Well, that may be too much to expect. No matter how much peace and goodwill we create in our lives and among our family, friends, and associates, external forces (such as corporations and politicians) do their best to disrupt us. Because those forces keep us desperate, we will buy whatever the corporations want to sell and go along with whatever the politicians want to foist on us. The classic example is the family with two breadwinners and three jobs that does not have enough time to eat healthy or to work for social and economic change. Corporations, and governments that support those corporations with tax dollars, are happy to supply the unhealthy food.
But the more peace we can have in our own lives, (1) the happier and healthier we will be despite our circumstances, and (2) the more independent we will be of the dominant forces of society as well. To find inner peace, we do not have to subscribe to a specific spiritual doctrine or purchase a special kind of health food. All we have to do, as much as possible, is to find a regular balance in all the things we do in life, all of them in moderation. If we can, that is.
By balance I refer mainly to keeping a regular schedule with your biological clock. More or less regular times for getting up and going to sleep, for eating, and seeking mindful relaxation. One of the worst things we can do—I say from the experience of having done them and then quit—is to let other people control our minds and create tension, mostly from television. Unsubscribe, folks, and save yourselves a lot of money. I quit cable in 2002 and since that time I have saved $10,000. Not sure where that money went, but it didn’t go to cable. Learn to cherish silence. Worked for me. Instead of watching TV, I read and write. Usually in silence.
We become most aware of the disruption of our biological clocks when we experience jet lag. Everything seems to go out of balance, not just our cycles of sleep and wakefulness. But it is not just jet lag but poor daily time management that can disrupt our biological clocks.
Medical assistance may be necessary. If you have sleep apnea, as I did, surgery or a ventilation device may be helpful. Get rid of apnea and you will get your life back. At least I did. I also have sleep onset myoclonus, which is a kind of torture that even Dick Cheney never thought of: at the moment of sleep onset, my muscles contract just enough to wake me up. Maybe just a little muscle, maybe a lot of big ones. Over and over and over and over several times a minute. Medication brought this under control. There is heavy-duty medication, but hemp oil may work just as well. I used to take regular naps; now, I nap maybe three times a year.
An article was published in the November 25 issue of Science in 2016: “Circadian physiology of metabolism,” by Satchidananda Panda of the Salk Institute in La Jolla (Volume 354, pages 1008-1015) This link takes you to the summary; full articles are available only to AAAS members. In this article, the author summarized the many different disorders that can result from disruption of the biological clock:
- Insulin resistance
- Disruption of gut microbes
- Cardiovascular problems
- Chronic inflammation
- Liver disease
- Increased cancer risk
- High cholesterol
- Sleep disorders
- Compromised muscle function
What a list! All of these physiological effects are interrelated, and related to the biological clock. Disrupted sleep can make you fat, give you diabetes, make your intestines sick, and increase the risk of other problems. I was astonished to see this list. I have some of these problems in small measure; what a walking sicko I would be if I did not seek to live in harmony with my biological clock.

Exercise description: Can you reproduce, word for word, the part of the essay on the biological clock that opens with the words containing "By balance I" and closes with "Usually in silence."?

Material provided:
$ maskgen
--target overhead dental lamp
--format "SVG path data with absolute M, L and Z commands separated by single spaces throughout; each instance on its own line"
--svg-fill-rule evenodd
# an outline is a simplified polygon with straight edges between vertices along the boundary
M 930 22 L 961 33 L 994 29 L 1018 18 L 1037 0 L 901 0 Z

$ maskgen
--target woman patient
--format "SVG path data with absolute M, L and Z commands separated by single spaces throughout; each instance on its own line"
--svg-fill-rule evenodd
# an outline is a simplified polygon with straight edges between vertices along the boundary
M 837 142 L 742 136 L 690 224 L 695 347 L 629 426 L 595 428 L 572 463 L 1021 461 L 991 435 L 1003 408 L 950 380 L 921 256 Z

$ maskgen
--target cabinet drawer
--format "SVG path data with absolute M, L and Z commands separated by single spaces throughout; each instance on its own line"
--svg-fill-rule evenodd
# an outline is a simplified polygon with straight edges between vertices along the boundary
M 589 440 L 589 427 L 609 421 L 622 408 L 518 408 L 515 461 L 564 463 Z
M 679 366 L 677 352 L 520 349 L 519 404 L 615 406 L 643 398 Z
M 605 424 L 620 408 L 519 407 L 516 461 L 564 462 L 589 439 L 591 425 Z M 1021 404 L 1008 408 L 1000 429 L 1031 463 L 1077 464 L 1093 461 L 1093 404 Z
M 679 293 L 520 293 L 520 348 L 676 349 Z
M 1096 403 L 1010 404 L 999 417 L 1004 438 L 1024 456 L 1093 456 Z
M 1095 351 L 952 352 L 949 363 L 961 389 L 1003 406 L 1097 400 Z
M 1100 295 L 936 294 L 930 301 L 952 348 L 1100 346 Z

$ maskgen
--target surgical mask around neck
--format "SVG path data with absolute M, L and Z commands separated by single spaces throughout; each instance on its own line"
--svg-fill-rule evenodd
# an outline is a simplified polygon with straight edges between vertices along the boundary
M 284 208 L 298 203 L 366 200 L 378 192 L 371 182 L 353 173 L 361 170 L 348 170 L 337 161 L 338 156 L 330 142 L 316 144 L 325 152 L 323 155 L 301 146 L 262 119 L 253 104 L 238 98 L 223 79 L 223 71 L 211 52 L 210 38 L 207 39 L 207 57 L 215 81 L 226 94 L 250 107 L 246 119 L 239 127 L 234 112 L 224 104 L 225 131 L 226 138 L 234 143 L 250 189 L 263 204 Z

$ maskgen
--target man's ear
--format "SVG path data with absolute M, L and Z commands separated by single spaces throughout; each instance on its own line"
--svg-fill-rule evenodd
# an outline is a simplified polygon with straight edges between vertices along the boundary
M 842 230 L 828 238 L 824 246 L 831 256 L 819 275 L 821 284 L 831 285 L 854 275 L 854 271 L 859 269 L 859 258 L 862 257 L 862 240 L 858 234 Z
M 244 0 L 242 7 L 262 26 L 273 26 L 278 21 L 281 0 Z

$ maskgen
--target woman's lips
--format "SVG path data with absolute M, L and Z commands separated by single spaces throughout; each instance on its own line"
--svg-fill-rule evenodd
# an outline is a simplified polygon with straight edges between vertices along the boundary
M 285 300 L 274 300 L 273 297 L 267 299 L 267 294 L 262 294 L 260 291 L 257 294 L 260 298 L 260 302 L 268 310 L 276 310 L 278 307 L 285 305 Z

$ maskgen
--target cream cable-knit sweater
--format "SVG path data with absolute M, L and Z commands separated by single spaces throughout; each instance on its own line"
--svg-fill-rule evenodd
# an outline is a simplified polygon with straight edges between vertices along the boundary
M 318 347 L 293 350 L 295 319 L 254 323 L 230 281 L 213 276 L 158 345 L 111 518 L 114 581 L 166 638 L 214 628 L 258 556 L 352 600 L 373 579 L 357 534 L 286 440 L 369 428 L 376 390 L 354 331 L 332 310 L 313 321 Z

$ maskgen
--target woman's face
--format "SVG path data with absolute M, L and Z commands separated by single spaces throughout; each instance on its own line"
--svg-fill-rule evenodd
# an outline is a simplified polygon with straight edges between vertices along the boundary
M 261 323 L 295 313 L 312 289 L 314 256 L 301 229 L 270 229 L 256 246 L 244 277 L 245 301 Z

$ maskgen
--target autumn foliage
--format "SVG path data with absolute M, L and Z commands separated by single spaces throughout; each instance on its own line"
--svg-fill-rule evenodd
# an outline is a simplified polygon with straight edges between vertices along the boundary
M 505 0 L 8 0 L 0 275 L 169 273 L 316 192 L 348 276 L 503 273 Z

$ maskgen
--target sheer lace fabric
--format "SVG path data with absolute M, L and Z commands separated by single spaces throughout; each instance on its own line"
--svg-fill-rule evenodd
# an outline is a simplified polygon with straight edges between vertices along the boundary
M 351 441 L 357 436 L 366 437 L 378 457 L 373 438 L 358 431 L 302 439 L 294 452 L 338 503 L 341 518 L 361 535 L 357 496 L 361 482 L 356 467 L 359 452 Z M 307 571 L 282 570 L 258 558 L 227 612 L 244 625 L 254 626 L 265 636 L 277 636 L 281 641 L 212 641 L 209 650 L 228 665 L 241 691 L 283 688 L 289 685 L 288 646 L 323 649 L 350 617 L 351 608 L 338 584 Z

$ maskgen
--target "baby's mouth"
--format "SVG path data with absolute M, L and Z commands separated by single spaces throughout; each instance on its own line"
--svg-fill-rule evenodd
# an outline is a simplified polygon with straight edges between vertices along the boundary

Your solution:
By balance I refer mainly to keeping a regular schedule with your biological clock. More or less regular times for getting up and going to sleep, for eating, and seeking mindful relaxation. One of the worst things we can do—I say from the experience of having done them and then quit—is to let other people control our minds and create tension, mostly from television. Unsubscribe, folks, and save yourselves a lot of money. I quit cable in 2002 and since that time I have saved $10,000. Not sure where that money went, but it didn’t go to cable. Learn to cherish silence. Worked for me. Instead of watching TV, I read and write. Usually in silence.